**MATERIAL TO PROCESS**
--- BEGIN ---

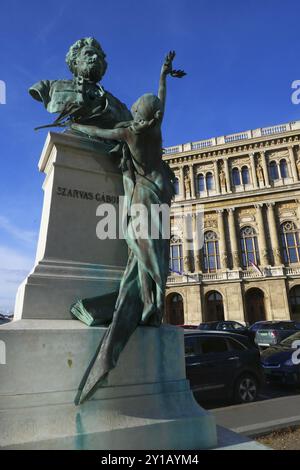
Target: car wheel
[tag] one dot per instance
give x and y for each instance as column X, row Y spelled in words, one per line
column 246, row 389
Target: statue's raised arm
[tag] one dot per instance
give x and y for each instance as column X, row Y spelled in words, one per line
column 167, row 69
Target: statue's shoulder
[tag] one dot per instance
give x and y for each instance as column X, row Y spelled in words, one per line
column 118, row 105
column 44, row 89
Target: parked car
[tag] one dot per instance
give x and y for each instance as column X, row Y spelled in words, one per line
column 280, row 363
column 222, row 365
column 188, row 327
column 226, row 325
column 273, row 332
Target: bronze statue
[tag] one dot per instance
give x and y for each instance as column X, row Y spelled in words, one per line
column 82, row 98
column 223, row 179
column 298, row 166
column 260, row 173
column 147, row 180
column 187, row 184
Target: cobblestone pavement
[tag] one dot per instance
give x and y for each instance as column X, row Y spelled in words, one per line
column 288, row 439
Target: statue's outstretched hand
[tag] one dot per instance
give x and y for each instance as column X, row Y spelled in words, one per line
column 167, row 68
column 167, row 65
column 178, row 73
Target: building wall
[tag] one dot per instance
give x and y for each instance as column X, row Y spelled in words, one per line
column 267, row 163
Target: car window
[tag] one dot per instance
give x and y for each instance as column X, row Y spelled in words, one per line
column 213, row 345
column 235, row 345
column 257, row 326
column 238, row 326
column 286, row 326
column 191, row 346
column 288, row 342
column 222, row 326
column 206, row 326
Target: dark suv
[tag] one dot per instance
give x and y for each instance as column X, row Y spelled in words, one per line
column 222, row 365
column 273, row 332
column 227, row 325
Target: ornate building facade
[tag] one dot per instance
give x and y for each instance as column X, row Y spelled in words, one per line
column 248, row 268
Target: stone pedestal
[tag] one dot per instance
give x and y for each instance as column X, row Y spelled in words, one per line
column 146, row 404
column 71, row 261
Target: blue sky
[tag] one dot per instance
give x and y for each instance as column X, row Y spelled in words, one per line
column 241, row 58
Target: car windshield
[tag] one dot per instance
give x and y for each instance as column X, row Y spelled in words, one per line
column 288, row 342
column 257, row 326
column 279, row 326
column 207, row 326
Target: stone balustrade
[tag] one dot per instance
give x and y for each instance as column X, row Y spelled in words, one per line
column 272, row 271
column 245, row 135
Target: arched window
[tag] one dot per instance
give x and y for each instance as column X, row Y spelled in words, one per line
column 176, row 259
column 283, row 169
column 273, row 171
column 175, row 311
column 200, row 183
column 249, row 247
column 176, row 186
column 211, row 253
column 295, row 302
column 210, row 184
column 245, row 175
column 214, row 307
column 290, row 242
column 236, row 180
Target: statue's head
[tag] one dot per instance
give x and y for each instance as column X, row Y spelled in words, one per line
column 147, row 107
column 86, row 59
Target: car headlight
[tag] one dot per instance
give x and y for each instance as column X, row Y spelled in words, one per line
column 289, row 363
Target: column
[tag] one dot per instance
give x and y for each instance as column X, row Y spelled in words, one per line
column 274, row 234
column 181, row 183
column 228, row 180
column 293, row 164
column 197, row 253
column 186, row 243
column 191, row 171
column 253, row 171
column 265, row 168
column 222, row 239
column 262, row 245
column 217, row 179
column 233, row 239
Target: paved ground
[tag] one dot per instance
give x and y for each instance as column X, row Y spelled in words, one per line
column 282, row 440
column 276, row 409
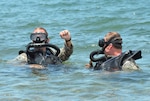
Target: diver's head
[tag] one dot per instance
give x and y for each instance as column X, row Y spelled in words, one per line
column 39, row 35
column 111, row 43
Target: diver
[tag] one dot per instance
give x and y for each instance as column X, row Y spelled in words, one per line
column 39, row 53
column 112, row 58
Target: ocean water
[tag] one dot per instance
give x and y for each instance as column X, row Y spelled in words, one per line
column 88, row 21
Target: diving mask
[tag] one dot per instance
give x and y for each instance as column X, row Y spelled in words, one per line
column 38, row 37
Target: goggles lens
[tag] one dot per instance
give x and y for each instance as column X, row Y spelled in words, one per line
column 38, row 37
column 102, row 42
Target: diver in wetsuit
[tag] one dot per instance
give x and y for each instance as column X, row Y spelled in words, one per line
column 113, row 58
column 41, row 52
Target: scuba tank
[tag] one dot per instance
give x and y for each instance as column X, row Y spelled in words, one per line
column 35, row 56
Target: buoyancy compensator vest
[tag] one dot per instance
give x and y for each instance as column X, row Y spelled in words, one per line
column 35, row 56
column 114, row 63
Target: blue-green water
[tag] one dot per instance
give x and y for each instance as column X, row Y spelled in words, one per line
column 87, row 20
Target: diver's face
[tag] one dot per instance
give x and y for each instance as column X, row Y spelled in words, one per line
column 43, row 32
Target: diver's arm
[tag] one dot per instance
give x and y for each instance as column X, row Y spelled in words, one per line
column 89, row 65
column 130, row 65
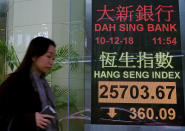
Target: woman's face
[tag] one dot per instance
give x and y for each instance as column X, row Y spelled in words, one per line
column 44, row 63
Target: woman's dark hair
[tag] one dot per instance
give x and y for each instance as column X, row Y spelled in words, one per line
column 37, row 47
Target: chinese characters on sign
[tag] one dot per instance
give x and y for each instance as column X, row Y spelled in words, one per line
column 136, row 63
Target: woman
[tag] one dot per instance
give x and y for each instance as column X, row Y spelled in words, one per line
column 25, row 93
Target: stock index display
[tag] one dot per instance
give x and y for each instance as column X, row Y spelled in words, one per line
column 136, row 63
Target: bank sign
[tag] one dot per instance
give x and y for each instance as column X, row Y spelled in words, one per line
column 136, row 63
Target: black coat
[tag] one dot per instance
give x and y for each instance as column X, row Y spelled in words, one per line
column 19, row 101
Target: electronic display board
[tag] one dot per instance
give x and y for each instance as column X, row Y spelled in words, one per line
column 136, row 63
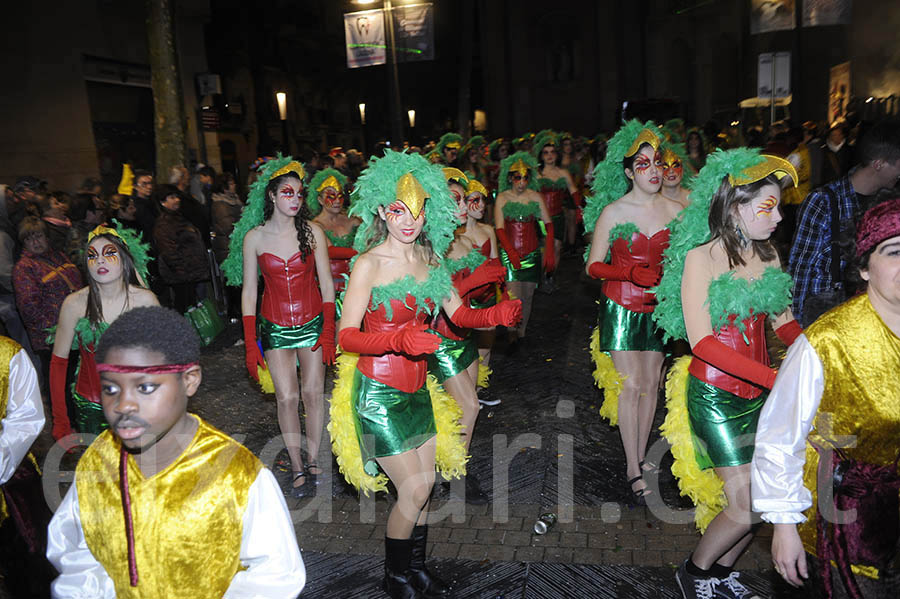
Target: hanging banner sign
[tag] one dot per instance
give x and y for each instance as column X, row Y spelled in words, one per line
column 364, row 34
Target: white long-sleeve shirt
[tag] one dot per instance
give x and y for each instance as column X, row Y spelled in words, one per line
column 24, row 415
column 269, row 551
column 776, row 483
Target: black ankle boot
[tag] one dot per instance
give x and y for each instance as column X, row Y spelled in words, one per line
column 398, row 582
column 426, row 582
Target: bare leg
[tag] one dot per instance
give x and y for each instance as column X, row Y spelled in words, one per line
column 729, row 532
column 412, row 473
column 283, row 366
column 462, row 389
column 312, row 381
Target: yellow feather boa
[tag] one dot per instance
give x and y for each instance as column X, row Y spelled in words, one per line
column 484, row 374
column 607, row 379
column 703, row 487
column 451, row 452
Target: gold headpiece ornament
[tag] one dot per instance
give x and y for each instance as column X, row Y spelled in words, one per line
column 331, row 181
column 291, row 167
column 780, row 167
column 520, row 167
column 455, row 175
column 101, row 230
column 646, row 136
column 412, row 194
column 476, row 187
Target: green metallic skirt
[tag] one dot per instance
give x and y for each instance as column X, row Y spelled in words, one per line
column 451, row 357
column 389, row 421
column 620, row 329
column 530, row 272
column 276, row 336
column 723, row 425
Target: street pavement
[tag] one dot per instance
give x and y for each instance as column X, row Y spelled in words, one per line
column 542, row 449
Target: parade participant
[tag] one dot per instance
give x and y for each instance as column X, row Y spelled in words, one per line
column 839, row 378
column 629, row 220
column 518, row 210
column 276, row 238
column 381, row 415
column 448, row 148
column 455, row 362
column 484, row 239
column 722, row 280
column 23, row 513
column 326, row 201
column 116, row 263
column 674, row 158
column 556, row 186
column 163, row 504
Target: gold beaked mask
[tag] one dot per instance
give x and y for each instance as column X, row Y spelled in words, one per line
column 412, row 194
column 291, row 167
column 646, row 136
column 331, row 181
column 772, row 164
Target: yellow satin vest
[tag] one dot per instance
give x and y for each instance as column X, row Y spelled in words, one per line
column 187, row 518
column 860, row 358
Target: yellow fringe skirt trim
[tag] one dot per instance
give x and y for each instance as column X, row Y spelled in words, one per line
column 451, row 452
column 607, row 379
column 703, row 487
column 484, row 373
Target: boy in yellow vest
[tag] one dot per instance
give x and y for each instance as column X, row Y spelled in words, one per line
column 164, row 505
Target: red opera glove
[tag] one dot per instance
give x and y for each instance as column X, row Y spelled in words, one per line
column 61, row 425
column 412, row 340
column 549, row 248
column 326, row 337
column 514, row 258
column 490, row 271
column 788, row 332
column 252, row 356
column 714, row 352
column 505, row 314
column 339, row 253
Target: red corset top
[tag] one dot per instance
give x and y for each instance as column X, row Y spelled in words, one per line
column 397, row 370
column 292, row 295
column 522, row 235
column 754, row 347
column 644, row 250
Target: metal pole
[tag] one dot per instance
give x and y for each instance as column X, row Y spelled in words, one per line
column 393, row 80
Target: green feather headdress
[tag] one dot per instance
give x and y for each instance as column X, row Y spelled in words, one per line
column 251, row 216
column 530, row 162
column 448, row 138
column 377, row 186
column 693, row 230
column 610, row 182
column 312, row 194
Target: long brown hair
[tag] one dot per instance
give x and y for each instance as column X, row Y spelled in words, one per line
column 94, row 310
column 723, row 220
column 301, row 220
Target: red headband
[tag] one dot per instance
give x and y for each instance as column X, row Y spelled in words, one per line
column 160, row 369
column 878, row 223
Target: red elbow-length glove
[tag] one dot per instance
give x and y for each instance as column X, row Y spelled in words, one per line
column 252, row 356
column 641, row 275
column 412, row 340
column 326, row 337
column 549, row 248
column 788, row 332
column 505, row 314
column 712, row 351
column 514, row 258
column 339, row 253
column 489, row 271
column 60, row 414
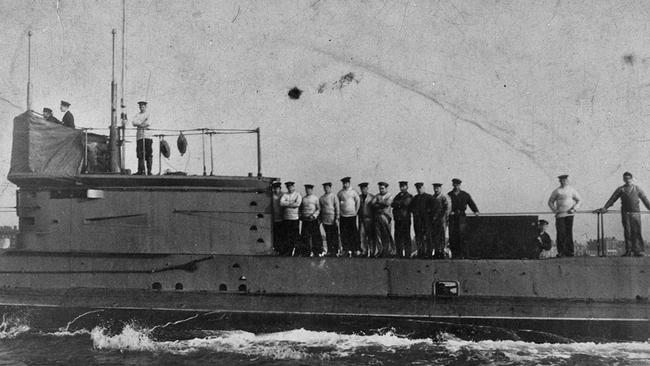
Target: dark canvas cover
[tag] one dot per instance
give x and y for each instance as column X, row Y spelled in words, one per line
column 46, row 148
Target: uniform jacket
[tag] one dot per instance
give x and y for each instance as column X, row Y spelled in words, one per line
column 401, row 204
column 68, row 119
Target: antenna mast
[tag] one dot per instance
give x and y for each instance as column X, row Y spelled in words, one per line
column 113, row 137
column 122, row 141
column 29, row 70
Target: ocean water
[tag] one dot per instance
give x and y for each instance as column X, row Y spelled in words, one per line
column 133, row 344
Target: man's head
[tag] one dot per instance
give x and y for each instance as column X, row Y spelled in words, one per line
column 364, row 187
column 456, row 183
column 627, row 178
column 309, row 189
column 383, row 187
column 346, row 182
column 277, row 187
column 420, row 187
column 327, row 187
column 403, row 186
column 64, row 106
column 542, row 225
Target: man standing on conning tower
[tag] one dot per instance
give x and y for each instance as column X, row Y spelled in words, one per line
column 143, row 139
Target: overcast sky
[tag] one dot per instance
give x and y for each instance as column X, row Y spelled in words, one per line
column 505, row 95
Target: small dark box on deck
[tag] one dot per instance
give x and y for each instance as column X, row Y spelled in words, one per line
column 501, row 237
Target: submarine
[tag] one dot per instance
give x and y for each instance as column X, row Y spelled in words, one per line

--- END ---

**WORK TO COMPLETE**
Reproduce word for word the stretch of the listing above from the line containing "Target: black coat" through the line containing "column 776, row 483", omitting any picture lines.

**FULL RESPONSE**
Target: black coat
[tag] one dot per instance
give x and y for each instance as column X, row Y spelled in words, one per line
column 19, row 101
Target: electronic display board
[tag] one dot per instance
give x and y for each instance as column X, row Y spelled in words, one per line
column 136, row 63
Target: hanging banner sign
[tag] one dot per instance
give x and y for each instance as column X, row Y spelled in words, one per line
column 364, row 34
Target: white long-sleeve shirt
[tag] one dot per instance
give x and y for each instance as column X, row Y spelled in words, one per line
column 24, row 415
column 269, row 551
column 776, row 483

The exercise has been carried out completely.